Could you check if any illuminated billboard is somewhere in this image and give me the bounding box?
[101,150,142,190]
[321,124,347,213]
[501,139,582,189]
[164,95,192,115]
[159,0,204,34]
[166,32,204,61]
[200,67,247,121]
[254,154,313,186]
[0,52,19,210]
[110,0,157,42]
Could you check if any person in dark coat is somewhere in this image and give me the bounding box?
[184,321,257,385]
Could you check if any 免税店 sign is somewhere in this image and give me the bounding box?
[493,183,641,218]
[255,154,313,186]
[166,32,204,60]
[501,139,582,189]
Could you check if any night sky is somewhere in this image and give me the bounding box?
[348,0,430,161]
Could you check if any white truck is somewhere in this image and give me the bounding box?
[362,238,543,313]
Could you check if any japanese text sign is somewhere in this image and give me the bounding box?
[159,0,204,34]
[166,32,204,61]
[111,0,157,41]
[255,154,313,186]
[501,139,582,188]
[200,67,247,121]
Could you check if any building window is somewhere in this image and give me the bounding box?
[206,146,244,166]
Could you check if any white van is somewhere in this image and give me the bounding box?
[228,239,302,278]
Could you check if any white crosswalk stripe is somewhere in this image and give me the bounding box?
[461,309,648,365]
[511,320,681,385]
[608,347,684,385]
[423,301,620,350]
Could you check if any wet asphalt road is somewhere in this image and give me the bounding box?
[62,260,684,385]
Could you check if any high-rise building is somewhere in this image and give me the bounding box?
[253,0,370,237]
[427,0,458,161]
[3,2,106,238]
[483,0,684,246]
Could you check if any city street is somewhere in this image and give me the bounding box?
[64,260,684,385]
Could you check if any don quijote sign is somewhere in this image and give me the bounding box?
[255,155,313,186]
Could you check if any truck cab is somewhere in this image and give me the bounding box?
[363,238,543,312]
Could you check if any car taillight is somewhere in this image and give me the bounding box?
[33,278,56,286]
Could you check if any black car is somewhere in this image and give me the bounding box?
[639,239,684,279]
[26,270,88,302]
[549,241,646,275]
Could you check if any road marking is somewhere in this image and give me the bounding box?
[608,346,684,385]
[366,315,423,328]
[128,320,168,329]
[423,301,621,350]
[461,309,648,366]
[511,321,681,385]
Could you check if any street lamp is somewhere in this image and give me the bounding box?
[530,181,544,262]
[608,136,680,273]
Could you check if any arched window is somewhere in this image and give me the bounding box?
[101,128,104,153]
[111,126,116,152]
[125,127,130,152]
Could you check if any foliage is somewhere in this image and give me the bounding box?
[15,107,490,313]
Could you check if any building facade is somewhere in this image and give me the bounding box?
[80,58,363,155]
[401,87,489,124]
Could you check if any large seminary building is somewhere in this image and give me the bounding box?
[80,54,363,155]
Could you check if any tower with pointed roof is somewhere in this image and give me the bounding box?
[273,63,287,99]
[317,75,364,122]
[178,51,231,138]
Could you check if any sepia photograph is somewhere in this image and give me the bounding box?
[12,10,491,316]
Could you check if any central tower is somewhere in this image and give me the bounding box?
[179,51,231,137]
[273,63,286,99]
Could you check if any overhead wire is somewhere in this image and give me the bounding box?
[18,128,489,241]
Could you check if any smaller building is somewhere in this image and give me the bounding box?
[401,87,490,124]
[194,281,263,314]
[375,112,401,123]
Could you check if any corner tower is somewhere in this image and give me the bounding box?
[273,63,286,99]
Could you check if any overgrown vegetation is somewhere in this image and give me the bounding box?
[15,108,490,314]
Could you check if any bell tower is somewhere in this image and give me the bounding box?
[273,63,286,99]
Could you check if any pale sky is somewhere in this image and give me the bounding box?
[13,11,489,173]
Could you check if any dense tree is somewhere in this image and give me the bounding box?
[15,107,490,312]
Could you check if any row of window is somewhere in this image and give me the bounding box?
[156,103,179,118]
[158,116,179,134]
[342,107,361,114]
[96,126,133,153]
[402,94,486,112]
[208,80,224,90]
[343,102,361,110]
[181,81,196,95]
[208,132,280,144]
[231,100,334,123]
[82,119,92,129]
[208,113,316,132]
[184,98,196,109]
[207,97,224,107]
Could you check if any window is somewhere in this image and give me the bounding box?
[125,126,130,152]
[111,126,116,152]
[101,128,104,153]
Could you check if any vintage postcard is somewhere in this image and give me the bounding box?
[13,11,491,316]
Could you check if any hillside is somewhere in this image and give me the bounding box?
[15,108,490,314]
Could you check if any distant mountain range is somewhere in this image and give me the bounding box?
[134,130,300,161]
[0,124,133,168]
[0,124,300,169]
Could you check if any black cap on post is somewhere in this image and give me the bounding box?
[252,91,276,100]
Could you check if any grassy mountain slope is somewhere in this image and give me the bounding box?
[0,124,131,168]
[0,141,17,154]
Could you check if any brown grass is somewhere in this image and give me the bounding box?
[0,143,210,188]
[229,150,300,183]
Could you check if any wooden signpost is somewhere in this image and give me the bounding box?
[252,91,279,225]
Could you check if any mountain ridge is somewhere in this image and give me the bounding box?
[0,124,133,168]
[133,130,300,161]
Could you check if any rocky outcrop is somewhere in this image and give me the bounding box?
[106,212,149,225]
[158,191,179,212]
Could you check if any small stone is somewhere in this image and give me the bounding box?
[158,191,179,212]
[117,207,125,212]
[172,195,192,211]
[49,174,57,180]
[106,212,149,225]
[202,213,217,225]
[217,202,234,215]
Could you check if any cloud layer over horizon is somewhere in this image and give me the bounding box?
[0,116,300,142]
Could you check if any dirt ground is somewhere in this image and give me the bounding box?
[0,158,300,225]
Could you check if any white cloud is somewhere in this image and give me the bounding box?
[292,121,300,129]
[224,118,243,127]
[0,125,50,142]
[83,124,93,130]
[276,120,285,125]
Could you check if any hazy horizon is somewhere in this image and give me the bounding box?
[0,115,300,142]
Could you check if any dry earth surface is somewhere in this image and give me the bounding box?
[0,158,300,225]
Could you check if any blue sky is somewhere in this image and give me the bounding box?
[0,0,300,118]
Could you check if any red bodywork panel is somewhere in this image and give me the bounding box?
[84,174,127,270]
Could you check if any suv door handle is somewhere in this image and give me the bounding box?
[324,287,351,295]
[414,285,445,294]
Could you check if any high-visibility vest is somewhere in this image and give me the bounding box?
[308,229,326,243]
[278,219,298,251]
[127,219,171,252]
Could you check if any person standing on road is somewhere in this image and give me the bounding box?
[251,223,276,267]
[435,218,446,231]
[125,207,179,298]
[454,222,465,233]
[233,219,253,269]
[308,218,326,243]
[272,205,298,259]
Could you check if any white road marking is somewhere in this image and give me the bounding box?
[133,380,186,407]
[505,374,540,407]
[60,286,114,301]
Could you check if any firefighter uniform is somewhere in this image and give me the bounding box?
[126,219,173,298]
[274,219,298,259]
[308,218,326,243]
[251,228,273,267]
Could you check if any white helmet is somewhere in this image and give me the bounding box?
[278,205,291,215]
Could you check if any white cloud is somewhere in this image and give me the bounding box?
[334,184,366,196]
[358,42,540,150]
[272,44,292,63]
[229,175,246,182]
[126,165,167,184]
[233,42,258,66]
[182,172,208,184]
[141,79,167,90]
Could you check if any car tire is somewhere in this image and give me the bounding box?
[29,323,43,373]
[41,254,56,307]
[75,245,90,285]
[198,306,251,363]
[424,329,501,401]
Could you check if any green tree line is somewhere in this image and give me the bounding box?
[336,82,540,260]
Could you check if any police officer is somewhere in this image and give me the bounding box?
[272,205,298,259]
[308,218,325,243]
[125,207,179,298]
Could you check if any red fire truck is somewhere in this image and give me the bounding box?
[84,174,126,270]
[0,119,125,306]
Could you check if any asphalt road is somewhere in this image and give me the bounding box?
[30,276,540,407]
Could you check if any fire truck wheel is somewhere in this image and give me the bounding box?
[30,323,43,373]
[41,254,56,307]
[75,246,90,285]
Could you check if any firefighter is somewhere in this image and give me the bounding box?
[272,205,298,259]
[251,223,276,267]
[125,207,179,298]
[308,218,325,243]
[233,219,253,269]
☆ ☆ ☆ ☆ ☆
Express the entries starting at the line that contains "Could you check if any grassy" and ending at the line that contains "[252,91,279,225]" as a JSON list of strings, one string per line, with blank lines left out.

OUTPUT FOR THIS TASK =
[
  "Could you check if any grassy mountain slope is somewhere in this image and give me the bounding box?",
  "[0,124,131,168]",
  "[0,141,17,154]",
  "Could you check if any brown grass is somewhere in this image and give me the bounding box?",
  "[0,143,210,188]",
  "[229,150,300,183]",
  "Could you check if any wooden signpost is somewhere in this image and give me the bounding box?",
  "[252,91,279,225]"
]